新型コロナウイルス感染症に罹患した骨折患者さんの治療方針で悩んでいます。中等症から回復した超高齢者なのですが、入院時から大腿骨頚部骨折を指摘されていました。


しかし、手術できる状況ではなかったので、新型コロナウイルス感染症の治療を優先されました。その結果、受傷から 3週間経過しているにもかかわらず骨折の治療は手付かずです。


骨折型は Garden stage 2なので、土俵際で踏み止まっている感じです。治療方針としては下記3つが考えられます。


  1. このまま免荷を継続して保存治療を行う
  2. ハンソンピンや CCSを施行して全荷重開始する
  3. 荷重歩行を開始して、転位すれば人工骨頭置換術を施行する


どの治療を選択しても良さそうに思えます。トータルでのリスク&ベネフィットを考えると、②が最も安全そうです。

_作業指示 1_
原文によると、受傷から3週間たっても骨折の治療が手付かずなのはなぜですか。1〜3文で説明してください。
_作業指示 2_
原文の患者さんの骨折型は何ですか。
_作業指示 3_
原文の続きを書き進めてください。
エントリーは原文とは関係がありません。

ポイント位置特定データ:
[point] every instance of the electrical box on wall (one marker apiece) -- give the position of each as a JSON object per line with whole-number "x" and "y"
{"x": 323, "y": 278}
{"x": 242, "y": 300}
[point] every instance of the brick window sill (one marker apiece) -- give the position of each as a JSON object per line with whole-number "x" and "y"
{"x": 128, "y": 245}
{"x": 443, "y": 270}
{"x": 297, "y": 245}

_回答 1_
手術できる状況ではなかったため、新型コロナウイルス感染症の治療が優先されたからです。

_回答 2_
Garden stage 2です。

_回答 3_
しかし、新型コロナウイルス感染症からの病み上がり患者さんなので、手術をあくまでも回避するという選択肢もありそうです。


このような場合には、自分の親であればどうするだろう? と自問することにしています。もし自分の両親であれば、、、②ハンソンピンを施行して全荷重開始する、でしょう。


一応、ご家族に上記の3つの選択肢を提示したうえで、自分の親なら②を選択する旨をお伝えしました。誘導尋問のようにも見えますが、一般の方では判断できないと思います。


いつも正解の無い状況での判断に苦しみますが、その場その場で最善と思われる治療を行っていきたいと思います。